--- YOUR INSTRUCTIONS ---
Could you write out every entry exactly as it stands?

--- Stored items ---
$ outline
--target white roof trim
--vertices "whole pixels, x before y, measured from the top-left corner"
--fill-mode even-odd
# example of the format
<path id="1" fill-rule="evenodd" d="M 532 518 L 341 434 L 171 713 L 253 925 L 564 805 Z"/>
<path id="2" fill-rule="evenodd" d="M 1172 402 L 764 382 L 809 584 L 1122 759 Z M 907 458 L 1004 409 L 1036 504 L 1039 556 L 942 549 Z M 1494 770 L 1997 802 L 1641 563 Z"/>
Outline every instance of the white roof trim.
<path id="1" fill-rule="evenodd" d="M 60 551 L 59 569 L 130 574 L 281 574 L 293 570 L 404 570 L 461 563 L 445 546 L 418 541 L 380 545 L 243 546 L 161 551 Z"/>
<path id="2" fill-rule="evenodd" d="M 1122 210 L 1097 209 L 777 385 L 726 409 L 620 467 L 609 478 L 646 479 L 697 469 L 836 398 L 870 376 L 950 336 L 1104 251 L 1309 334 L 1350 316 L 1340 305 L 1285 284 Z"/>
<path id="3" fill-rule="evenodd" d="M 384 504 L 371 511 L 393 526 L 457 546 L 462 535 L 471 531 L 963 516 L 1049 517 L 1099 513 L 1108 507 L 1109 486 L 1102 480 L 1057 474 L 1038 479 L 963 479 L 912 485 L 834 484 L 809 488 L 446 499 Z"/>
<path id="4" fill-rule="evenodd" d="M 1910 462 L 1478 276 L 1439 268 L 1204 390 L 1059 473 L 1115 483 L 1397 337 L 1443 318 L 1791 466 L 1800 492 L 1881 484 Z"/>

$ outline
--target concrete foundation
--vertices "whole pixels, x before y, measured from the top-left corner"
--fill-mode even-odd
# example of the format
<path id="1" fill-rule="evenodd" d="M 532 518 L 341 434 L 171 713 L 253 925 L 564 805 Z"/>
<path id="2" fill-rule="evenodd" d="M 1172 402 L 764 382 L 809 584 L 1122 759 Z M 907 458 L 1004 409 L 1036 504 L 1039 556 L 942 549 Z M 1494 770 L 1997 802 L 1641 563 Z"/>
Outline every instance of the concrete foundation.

--- RESPONSE TO THE EXERCISE ---
$ outline
--target white roof trim
--vertices "whole pixels, x before y, measured from the top-left corner"
--fill-mode even-odd
# example of the format
<path id="1" fill-rule="evenodd" d="M 532 518 L 341 434 L 171 713 L 253 925 L 564 805 Z"/>
<path id="2" fill-rule="evenodd" d="M 1172 402 L 764 382 L 809 584 L 1122 759 Z M 907 458 L 1004 409 L 1036 504 L 1039 556 L 942 549 Z M 1494 770 L 1997 802 L 1641 563 Z"/>
Outline every instance of the white roof trim.
<path id="1" fill-rule="evenodd" d="M 60 551 L 59 569 L 130 574 L 281 574 L 293 570 L 404 570 L 461 563 L 445 546 L 418 541 L 380 545 L 243 546 L 161 551 Z"/>
<path id="2" fill-rule="evenodd" d="M 1122 210 L 1097 209 L 777 385 L 726 409 L 620 467 L 609 478 L 646 479 L 697 469 L 836 398 L 870 376 L 950 336 L 1104 251 L 1309 334 L 1350 316 L 1340 305 L 1285 284 Z"/>
<path id="3" fill-rule="evenodd" d="M 384 504 L 371 511 L 393 526 L 457 546 L 462 535 L 471 531 L 963 516 L 1049 517 L 1099 513 L 1108 507 L 1109 486 L 1102 480 L 1057 474 L 1038 479 L 963 479 L 912 485 L 834 484 L 809 488 L 446 499 Z"/>
<path id="4" fill-rule="evenodd" d="M 1910 462 L 1478 276 L 1439 268 L 1204 390 L 1059 473 L 1115 483 L 1397 337 L 1443 318 L 1791 466 L 1800 492 L 1881 484 Z"/>

$ outline
--target concrete foundation
--vertices "whole pixels, x before y, measured from the top-left corner"
--fill-mode even-odd
# example of the format
<path id="1" fill-rule="evenodd" d="M 532 518 L 341 434 L 171 713 L 253 925 L 564 805 Z"/>
<path id="2" fill-rule="evenodd" d="M 1172 402 L 764 382 L 809 584 L 1122 759 Z M 907 458 L 1004 409 L 1036 504 L 1039 556 L 942 549 Z M 1494 770 L 1997 802 L 1641 563 Z"/>
Outline every instance of the concrete foundation.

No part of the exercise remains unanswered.